## PAGE TEXT
Guns of Icarus Online
Guns of Icarus Online is the original PvP steampunk airship combat game that laid the groundwork for the expanded Guns of Icarus experience, Guns of Icarus Alliance. Slip the surly bonds of earth and take to the skies as a bold Captain, fearless Gunner, or cunning Engineer. Raising the stakes on team-based PvP combat with an emphasis on strategic competition and team play, Guns of Icarus Online is all about teamwork, tactics, and fast-paced action. With a good ship and the right crew, you can conquer the skies!
- A vivid steampunk world Lumbering, heavily-armored airships bristling with guns patrol the skies above a land ravaged beyond repair by an out-of-control industrial revolution.
- Build your own airship Starting from a selection of basic hulls, players can mix and match hundreds of custom parts to create their own unique airship, then assemble a crew to fly it.
- Your ship is your life Your ship is your collective life bar – when the ship goes down, the crew goes down with it. Every member of the crew plays an integral role in not only maintaining the integrity – “life” – of the ship, but also weakening the integrity of enemy ships as they work cooperatively towards a shared victory.
- The ultimate multiplayer team experience You won’t be told to stay still and not die while a veteran preserves their Kill/Death ratio. In Guns of Icarus Online, you have to work together. It’s an entirely interdependent gameplay experience that cannot be won by a single crew member.

## REQUEST 1
Output the part of the game description starting with "- Build your" and going on through "crew to fly it.".
The listing after this point is unrelated to the game description.

## DATASET EXTRACT
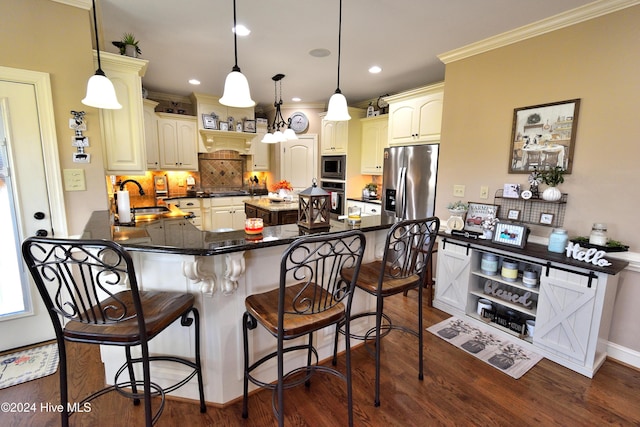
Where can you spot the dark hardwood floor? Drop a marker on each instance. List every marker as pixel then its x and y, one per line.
pixel 458 390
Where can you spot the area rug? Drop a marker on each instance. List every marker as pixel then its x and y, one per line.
pixel 27 365
pixel 501 353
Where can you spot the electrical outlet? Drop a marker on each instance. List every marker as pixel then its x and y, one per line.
pixel 484 192
pixel 458 190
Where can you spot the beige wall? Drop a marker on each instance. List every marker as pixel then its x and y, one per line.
pixel 596 61
pixel 42 35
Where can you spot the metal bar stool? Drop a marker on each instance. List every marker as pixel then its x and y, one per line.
pixel 90 290
pixel 408 249
pixel 311 296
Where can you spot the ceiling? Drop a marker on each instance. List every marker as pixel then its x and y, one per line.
pixel 193 39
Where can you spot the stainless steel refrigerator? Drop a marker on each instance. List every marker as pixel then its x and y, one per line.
pixel 409 181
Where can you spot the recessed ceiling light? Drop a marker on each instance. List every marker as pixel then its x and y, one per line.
pixel 241 30
pixel 320 53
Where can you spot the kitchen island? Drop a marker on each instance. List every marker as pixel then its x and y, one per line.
pixel 221 270
pixel 272 212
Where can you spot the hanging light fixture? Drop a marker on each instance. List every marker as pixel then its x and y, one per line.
pixel 337 110
pixel 236 87
pixel 100 90
pixel 275 135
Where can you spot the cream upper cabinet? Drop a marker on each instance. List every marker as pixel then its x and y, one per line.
pixel 334 137
pixel 416 116
pixel 151 135
pixel 375 132
pixel 177 142
pixel 123 130
pixel 259 150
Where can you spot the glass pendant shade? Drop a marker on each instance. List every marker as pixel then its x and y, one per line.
pixel 236 91
pixel 337 111
pixel 101 93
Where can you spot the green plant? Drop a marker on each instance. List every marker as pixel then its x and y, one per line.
pixel 127 39
pixel 553 177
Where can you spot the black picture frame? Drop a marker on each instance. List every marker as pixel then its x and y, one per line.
pixel 209 122
pixel 544 136
pixel 249 126
pixel 510 234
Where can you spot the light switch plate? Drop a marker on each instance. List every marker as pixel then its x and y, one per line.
pixel 74 180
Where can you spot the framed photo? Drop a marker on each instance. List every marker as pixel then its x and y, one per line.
pixel 514 214
pixel 511 191
pixel 544 136
pixel 546 218
pixel 249 126
pixel 209 121
pixel 510 234
pixel 476 214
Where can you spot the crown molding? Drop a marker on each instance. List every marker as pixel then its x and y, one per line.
pixel 553 23
pixel 82 4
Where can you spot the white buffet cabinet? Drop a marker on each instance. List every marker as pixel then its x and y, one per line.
pixel 572 305
pixel 227 279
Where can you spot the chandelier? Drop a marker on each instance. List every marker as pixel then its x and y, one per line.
pixel 275 134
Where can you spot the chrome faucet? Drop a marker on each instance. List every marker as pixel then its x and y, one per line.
pixel 135 182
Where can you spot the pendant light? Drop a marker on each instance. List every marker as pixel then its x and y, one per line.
pixel 337 110
pixel 236 87
pixel 100 90
pixel 278 121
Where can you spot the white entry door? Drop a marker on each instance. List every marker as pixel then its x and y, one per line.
pixel 26 124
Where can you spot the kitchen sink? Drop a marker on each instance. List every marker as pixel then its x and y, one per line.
pixel 150 210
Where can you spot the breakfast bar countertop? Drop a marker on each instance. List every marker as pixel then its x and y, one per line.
pixel 207 243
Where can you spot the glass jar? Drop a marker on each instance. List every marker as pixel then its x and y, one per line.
pixel 558 240
pixel 509 270
pixel 598 234
pixel 489 264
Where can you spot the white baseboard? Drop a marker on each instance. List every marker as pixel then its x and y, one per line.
pixel 623 354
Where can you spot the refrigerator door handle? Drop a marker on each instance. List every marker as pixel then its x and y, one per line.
pixel 400 193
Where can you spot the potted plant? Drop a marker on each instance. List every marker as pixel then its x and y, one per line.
pixel 128 45
pixel 552 177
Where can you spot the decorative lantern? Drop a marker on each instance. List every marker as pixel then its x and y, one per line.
pixel 313 207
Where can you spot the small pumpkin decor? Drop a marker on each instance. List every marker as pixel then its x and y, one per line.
pixel 552 177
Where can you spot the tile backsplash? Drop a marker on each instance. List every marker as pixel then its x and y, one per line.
pixel 221 169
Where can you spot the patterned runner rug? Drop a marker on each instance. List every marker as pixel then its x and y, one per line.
pixel 27 365
pixel 503 354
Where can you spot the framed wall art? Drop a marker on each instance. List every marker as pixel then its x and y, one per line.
pixel 544 136
pixel 510 234
pixel 477 213
pixel 209 121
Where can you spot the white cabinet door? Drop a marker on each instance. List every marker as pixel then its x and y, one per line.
pixel 123 130
pixel 416 116
pixel 452 283
pixel 177 143
pixel 151 135
pixel 299 161
pixel 565 320
pixel 335 137
pixel 374 140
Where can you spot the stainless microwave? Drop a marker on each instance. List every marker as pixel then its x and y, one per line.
pixel 333 167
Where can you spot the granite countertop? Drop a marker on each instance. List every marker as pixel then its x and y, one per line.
pixel 268 204
pixel 137 238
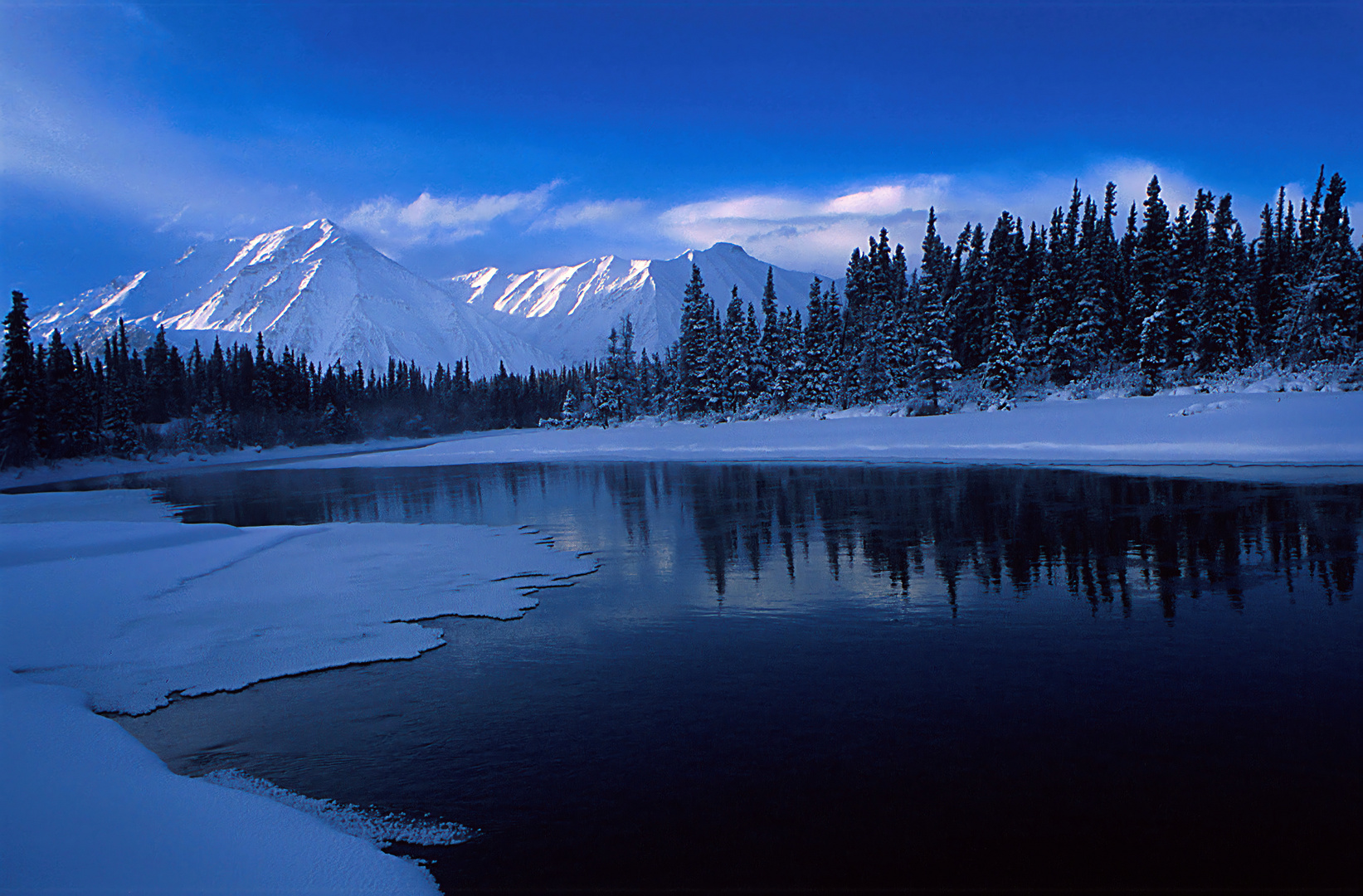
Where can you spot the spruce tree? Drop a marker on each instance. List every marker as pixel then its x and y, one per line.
pixel 18 387
pixel 1002 364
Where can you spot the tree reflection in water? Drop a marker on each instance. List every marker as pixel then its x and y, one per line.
pixel 1103 536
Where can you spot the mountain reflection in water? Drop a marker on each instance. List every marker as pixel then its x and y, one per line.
pixel 1106 538
pixel 841 677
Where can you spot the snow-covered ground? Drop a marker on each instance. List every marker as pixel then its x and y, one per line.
pixel 99 467
pixel 1252 431
pixel 108 605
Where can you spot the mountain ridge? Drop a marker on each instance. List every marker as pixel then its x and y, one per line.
pixel 601 290
pixel 330 295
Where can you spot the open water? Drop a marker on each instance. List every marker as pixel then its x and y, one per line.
pixel 843 677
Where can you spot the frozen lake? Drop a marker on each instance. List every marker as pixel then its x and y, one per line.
pixel 841 675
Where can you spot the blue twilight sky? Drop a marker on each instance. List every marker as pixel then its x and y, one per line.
pixel 454 135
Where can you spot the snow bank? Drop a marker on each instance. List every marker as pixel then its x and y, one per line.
pixel 1167 430
pixel 99 467
pixel 131 612
pixel 110 606
pixel 90 811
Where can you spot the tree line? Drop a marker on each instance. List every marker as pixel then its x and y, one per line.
pixel 61 402
pixel 1176 298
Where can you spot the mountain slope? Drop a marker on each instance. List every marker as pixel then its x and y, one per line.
pixel 568 311
pixel 316 288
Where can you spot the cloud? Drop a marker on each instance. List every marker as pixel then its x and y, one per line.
pixel 441 220
pixel 816 231
pixel 591 216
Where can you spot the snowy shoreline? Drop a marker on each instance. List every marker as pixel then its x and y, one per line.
pixel 1273 436
pixel 1297 436
pixel 110 606
pixel 114 606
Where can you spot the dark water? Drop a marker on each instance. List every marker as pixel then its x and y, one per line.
pixel 844 677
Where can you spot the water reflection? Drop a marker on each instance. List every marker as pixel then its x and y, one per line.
pixel 1106 539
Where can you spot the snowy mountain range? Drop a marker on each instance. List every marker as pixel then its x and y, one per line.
pixel 329 294
pixel 568 311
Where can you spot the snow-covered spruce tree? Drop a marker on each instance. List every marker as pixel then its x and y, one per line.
pixel 752 337
pixel 1322 317
pixel 18 387
pixel 767 358
pixel 1187 268
pixel 735 359
pixel 815 364
pixel 693 348
pixel 791 374
pixel 1224 307
pixel 935 366
pixel 1000 366
pixel 1093 306
pixel 1151 269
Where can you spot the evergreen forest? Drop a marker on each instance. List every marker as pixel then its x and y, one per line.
pixel 992 318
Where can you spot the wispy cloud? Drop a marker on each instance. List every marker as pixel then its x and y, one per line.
pixel 439 220
pixel 816 231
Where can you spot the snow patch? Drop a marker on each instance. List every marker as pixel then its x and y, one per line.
pixel 377 826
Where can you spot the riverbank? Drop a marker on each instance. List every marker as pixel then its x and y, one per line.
pixel 112 606
pixel 1238 436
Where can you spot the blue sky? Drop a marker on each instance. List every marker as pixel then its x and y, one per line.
pixel 455 135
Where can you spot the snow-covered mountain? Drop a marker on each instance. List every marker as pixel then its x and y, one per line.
pixel 315 288
pixel 568 311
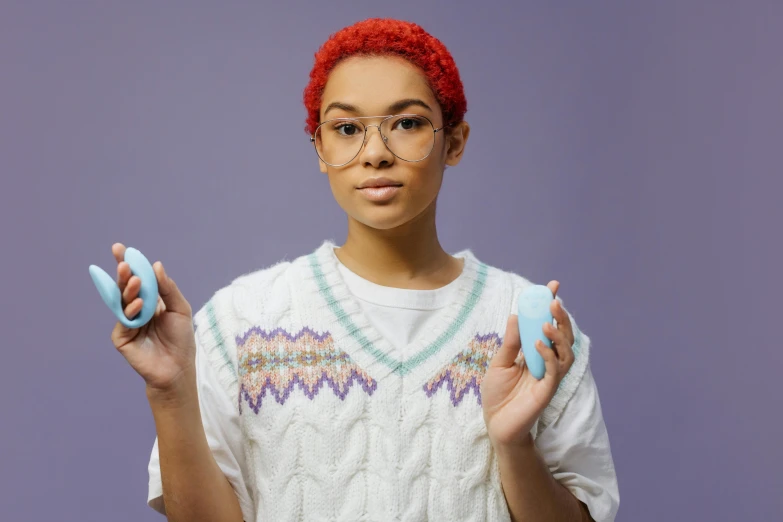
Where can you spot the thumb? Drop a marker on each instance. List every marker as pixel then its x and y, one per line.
pixel 169 293
pixel 509 350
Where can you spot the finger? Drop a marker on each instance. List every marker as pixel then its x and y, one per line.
pixel 123 275
pixel 132 289
pixel 554 286
pixel 173 299
pixel 556 336
pixel 160 308
pixel 550 359
pixel 560 344
pixel 563 320
pixel 509 350
pixel 134 308
pixel 118 250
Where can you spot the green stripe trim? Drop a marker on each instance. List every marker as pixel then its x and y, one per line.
pixel 219 341
pixel 448 335
pixel 354 331
pixel 345 319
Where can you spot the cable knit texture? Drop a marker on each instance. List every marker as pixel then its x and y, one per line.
pixel 335 427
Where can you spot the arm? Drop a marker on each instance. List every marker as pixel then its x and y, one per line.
pixel 194 487
pixel 531 492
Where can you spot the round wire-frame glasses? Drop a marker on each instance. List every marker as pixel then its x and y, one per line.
pixel 384 138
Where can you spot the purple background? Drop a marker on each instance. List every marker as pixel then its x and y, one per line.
pixel 630 151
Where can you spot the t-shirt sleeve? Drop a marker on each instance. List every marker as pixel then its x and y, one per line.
pixel 577 451
pixel 220 418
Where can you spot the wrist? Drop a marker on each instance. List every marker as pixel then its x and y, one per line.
pixel 521 445
pixel 180 392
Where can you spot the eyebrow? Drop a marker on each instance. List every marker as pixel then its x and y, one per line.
pixel 393 108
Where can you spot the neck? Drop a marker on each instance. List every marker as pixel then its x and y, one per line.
pixel 409 256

## REQUEST 2
Express the lines of the listing as a Markdown table with the columns Row and Line, starting with the line with "Where can you spot the pendant" and going on through the line with "pixel 278 121". Number the rows and omit any blank lines.

## FINISHED ANSWER 1
- Build your own airship Starting from a selection of basic hulls, players can mix and match hundreds of custom parts to create their own unique airship, then assemble a crew to fly it.

## FINISHED ANSWER 2
| Row | Line |
|---|---|
| 1 | Where can you spot the pendant light? Drop a marker on each instance. List every marker as pixel then its x and y, one per line. |
| 2 | pixel 337 110 |
| 3 | pixel 236 87 |
| 4 | pixel 100 90 |
| 5 | pixel 278 121 |